--- Begin ---

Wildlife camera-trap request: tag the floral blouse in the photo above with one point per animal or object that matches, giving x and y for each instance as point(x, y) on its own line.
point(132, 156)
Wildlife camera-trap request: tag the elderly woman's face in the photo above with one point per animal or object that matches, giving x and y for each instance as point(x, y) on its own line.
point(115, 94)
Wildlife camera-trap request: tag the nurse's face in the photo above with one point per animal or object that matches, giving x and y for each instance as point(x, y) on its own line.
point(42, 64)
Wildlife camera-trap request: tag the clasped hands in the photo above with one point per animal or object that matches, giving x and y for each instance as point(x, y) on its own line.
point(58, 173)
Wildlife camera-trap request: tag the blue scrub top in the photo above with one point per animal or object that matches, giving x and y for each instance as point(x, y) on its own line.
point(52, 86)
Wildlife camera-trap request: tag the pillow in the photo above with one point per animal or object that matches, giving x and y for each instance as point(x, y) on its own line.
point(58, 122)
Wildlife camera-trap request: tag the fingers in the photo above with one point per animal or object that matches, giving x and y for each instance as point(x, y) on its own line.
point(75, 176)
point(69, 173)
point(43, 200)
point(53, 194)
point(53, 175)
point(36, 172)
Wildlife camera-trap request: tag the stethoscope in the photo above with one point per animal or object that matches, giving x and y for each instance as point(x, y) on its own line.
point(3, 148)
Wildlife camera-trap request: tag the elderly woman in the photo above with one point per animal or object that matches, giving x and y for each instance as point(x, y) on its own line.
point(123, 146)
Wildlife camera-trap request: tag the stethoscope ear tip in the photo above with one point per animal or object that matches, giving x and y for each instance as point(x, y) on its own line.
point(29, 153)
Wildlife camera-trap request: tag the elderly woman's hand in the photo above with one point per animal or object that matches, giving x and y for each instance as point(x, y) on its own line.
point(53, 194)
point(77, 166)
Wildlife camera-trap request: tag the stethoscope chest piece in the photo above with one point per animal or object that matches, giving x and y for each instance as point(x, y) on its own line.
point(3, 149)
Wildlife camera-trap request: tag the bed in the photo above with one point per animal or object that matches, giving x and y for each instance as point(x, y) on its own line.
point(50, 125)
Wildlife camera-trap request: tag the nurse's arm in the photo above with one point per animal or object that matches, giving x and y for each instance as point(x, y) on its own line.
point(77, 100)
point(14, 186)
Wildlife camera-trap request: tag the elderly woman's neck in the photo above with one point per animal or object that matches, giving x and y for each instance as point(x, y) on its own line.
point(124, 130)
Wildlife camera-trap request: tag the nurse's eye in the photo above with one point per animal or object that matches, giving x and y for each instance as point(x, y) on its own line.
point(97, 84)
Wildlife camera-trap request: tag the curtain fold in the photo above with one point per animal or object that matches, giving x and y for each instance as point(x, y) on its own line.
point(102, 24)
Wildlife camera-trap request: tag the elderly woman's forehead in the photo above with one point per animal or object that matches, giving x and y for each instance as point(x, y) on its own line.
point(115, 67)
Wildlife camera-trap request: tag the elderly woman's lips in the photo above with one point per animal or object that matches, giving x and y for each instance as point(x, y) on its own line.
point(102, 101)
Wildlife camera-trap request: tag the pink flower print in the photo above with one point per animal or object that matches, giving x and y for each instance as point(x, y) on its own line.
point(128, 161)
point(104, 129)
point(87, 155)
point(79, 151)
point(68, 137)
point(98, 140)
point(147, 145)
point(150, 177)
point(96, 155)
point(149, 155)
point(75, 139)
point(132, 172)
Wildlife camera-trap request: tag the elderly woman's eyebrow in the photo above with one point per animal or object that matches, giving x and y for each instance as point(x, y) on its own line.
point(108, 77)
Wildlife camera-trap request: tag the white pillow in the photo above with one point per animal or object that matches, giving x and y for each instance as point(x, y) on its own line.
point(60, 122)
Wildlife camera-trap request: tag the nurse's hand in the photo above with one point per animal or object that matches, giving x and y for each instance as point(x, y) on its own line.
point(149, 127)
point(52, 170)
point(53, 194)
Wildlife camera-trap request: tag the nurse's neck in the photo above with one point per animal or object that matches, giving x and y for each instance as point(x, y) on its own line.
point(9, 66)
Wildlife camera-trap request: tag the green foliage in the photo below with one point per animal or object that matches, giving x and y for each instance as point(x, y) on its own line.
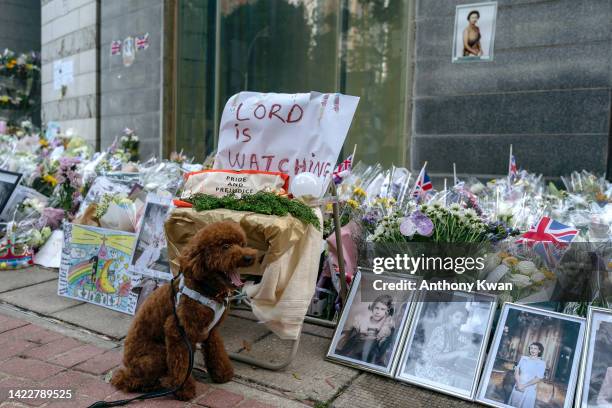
point(261, 203)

--- End ---

* **Exercise prompt**: Could you pull every line of the material above out word for word, leaving the pictures out of your answer?

* **Exercise response**:
Wildlife camera-trap request: tag the floral blouse in the photo above with one point per animal or object that matches, giving x and y for each instance as point(x, y) on its own line.
point(132, 156)
Wildlife camera-trap request: tag the elderly woman's face in the photo above with one point per animal or object that matches, giving x and y for each instance as point(x, y) on its own line.
point(115, 94)
Wildlife camera-trap request: tag the nurse's face in the photo above with one point per animal or object that matches, giving x and y for each instance as point(x, y) on its own line.
point(42, 64)
Wildlife camera-trap request: tag the clasped hands in the photo above with one point per animal or object that matches, giving x and y for each instance as point(x, y) on its own line.
point(58, 173)
Wildlife camera-trap request: tag the blue scrub top in the photo above with one point per animal or object that matches, giving x and y for each instance as point(x, y) on its own line.
point(52, 86)
Wildlife camera-trap request: tag the pillow in the photo above with one point per animal or object that matches, giving x and y for each instance as point(x, y) on its own line.
point(58, 122)
Wildlife camera-trap request: tag the fingers in the photo above with one point per animal or object that matches, giving x and y for each instance as point(x, y) on its own line.
point(75, 176)
point(69, 173)
point(43, 200)
point(53, 194)
point(53, 175)
point(36, 172)
Wildlife camera-trap request: tag the stethoscope in the photo above with one point per animal or object that matches, giving x and y for each instance as point(x, y) on its own line.
point(3, 148)
Wildlife camera-trap request: tag the elderly woman in the photo above with one point per animal or object that matches, giving x and y for each instance as point(x, y) on its own line.
point(123, 146)
Wildlife camera-trap request: tag the stethoscope ear tip in the photo above with one point per animal or object that matches, giving x and y for each instance as point(x, y) on its own line.
point(29, 153)
Wildlife camera-trap request: tag the elderly woman's hand in the photo above with one point per animal or object that matches, giving x and y for each instance as point(x, y) on its own line.
point(53, 194)
point(77, 166)
Wildlife camera-trap request: tag the stethoscope chest piece in the photo above with one point per animal or object that matches, giving x and y for each instance as point(x, y) on its own line.
point(3, 149)
Wildlife camera-trap request: tag the bed in the photo above with one point per animal or object that matches, giving x and y for each instance as point(x, y) on its own line.
point(50, 125)
Wildlife camera-trap request: tag the nurse's arm in the photo above with one point per animal or object that matches, giving x and y for each instance as point(x, y) on its own line.
point(77, 100)
point(14, 186)
Wildlife camera-trap request: tag the elderly woman's neck in the photo above with one point per animal or object that matches, giving x and y for each instance as point(x, y) on its own line.
point(124, 130)
Wildlife camera-trap request: tag the nurse's eye in the photo above with one point per animal or object that matches, giving x and y for each instance as point(x, y) on its own line.
point(97, 84)
Wildlife camera-trap request: tag the curtain fold in the photo above with one point per animal or object that matches, giving x and y for each instance as point(x, y) on its own line.
point(102, 24)
Wildlife camera-trap request: tag the elderly woman's forehead in the photo above with one point per animal or object that matches, giving x and y for each instance as point(x, y) on its own line.
point(115, 67)
Wildlife camera-trap request: tag the elderly woman's lips in the photo above with one point per animal or object that matches, giving x and y for each instance as point(x, y) on its own line.
point(102, 101)
Wildlife camera-trap request: tag the pink flower print in the photo above with one point per animal or object that matches, giving x and y for each instance as point(x, y) on its own line.
point(128, 161)
point(104, 129)
point(87, 155)
point(79, 151)
point(68, 137)
point(98, 140)
point(147, 145)
point(150, 177)
point(96, 155)
point(149, 155)
point(75, 139)
point(132, 172)
Wildlife camera-trap request: tag the elderly woman's eyebrow in the photo above with one point per animal or object that matches, giving x and y for each instance as point(x, y) on its own line.
point(108, 77)
Wildlife camera-trap request: tag the white pillow in the photo above with one point per animal or object that matches, giving x and y for each instance as point(x, y) on its own line.
point(60, 122)
Wildlife camera-trap request: tag the nurse's hand in the photo above with one point per animal or object that matches, giving x and y for each instance as point(x, y) on its own line.
point(149, 127)
point(52, 170)
point(53, 194)
Wildlife camera-trap request: tag the nurse's neck in the photo above with one point per animal or object that matches, giving x and y for each instance as point(x, y) on its own line.
point(9, 66)
Wildlife camera-trap request: tag the green foliage in the photo below with one point per animal or object that matches, giving x and y for each instance as point(x, y) on its own line.
point(261, 203)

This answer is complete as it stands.